→ **INSTRUCTION**: Every line below must be reproduced exactly. Copy them all.

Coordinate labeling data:

• • •

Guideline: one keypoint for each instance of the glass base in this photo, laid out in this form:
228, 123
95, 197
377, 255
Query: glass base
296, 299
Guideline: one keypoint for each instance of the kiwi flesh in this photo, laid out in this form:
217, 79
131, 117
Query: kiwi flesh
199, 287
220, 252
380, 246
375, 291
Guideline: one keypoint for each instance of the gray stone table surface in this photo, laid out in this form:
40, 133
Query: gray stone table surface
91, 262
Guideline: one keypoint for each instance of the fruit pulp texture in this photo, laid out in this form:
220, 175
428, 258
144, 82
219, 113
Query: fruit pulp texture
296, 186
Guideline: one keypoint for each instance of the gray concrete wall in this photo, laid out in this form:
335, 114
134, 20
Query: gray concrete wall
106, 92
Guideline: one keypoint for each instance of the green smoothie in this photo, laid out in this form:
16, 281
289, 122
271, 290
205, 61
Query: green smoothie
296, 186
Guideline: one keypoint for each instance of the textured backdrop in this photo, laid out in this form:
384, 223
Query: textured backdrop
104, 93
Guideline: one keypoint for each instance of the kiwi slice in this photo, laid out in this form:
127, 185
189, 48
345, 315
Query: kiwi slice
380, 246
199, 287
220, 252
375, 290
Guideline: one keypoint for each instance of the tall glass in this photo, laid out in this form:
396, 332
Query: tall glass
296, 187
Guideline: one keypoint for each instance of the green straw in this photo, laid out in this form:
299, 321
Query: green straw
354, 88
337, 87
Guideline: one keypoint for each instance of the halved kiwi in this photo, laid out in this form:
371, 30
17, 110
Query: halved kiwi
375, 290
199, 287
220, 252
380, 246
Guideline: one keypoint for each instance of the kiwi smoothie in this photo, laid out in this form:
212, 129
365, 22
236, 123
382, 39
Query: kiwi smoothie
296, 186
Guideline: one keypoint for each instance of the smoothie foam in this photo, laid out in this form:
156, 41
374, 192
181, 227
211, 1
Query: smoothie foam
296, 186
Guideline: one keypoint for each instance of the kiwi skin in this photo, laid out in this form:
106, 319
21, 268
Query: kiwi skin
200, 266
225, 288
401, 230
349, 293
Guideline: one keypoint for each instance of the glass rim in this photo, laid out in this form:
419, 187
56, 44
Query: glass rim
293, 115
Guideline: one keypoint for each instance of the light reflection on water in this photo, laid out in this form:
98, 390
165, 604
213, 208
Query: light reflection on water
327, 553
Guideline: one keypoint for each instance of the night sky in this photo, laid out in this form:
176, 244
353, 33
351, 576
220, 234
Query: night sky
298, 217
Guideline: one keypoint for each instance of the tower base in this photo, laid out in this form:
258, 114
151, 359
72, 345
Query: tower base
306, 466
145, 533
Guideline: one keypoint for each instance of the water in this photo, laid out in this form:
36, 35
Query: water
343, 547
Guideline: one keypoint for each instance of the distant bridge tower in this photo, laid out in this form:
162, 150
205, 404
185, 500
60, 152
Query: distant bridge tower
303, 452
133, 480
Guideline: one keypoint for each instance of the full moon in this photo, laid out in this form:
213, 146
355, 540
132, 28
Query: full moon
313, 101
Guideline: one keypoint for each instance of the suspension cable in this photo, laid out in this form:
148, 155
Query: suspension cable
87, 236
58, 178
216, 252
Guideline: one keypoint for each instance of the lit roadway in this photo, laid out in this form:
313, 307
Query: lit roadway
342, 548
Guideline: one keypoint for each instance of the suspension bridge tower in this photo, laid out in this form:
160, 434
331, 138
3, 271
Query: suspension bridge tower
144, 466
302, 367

• • •

→ **FULL SOLUTION**:
Guideline: one keypoint for each instance of the glass base in this photo, laid out in this form:
228, 123
95, 197
377, 255
Query: glass base
296, 299
Guideline: one keypoint for each instance of the kiwi flesh in this photo, laid out in this form:
217, 79
131, 117
Query: kiwi flesh
199, 287
220, 252
380, 246
375, 291
Guideline: one keypoint for each instance of the gray stone table surface in this photo, laid out in this form:
40, 133
Query: gray stone table surface
91, 262
Guideline: one keypoint for each instance of the fruit pulp texture in this photo, laid out in this form:
220, 175
428, 258
144, 82
219, 113
Query: fruit pulp texture
296, 186
Guideline: one keypoint for each instance of the gray concrete wall in this photo, laid out in this form:
335, 114
134, 20
Query: gray concrete wall
106, 92
Guideline: one keypoint for each instance of the green smoothie in this photo, laid out in this form:
16, 281
289, 122
271, 290
205, 61
Query: green smoothie
296, 186
Guideline: one keypoint for each instance of the textured backdrop in this photo, laid out in this form:
384, 223
Query: textured backdrop
104, 93
Guideline: one keypoint for each instance of the kiwi slice in this photo, laid out in this form:
127, 185
189, 48
345, 315
Query: kiwi slice
380, 246
199, 287
220, 252
375, 290
Guideline: one keypoint for each instance of the tall glass in this photo, laid out in this form:
396, 332
Query: tall glass
296, 187
Guideline: one keypoint for each instance of the green straw in this photo, laid out in this form:
299, 321
Query: green straw
354, 88
337, 87
Guideline: one keypoint for each instance of the halved kiwi in this photo, laid out in this form:
371, 30
17, 110
Query: halved kiwi
375, 290
199, 287
220, 252
380, 246
Guideline: one keypoint for each instance of the kiwi smoothie in this photo, laid out in this form:
212, 129
365, 22
236, 123
382, 39
Query: kiwi smoothie
296, 186
Guideline: one keypoint for each instance of the smoothie foam in this photo, laid out in this form:
156, 41
374, 192
181, 227
211, 1
Query: smoothie foam
296, 186
Guideline: one keypoint for each instance of the kiwi skin in this photo, laid out in this form:
106, 319
21, 268
Query: kiwi skin
200, 266
225, 288
401, 230
349, 293
Guideline: one keypoint for each instance of the glass rim in this photo, laid out in this form:
419, 187
56, 44
Query: glass rim
293, 115
Guideline: one keypoint for each instance of the light reflection on water in this photo, laid out in this form:
98, 390
165, 604
213, 208
Query: light reflection on water
327, 553
Guideline: one keypoint for each instance of the night sky in this photo, laid out in this form:
176, 244
353, 33
351, 576
220, 234
Query: night sky
298, 217
Guideline: one keypoint for each instance of the tower base in this photo, laid out in this form:
258, 114
151, 359
72, 345
Query: tower base
306, 466
145, 533
Guideline: one keypoint for each instance of the water in this photo, laid out in this form:
36, 35
Query: water
343, 547
Guideline: one keypoint for each instance of the distant bridge tower in this photo, laid out in this form:
162, 150
205, 404
185, 500
60, 152
Query: distant bridge tower
303, 452
133, 480
Guideline: one keypoint for each instance of the full moon in this photo, laid out in this form:
213, 146
355, 540
132, 28
Query: full moon
313, 101
Guideline: one keypoint for each instance of the suspension cable in this photo, laid out in this form:
148, 155
Query: suspension cable
87, 236
58, 178
216, 252
Guideline: one keypoint for each instance of the lit roadway in this photo, laid out in this form:
313, 307
Query: lit roadway
342, 548
Guideline: one keypoint for each instance of the suspension bridge tower in this photo, laid out in this form:
160, 434
331, 138
3, 271
Query: suspension bridge tower
144, 466
302, 367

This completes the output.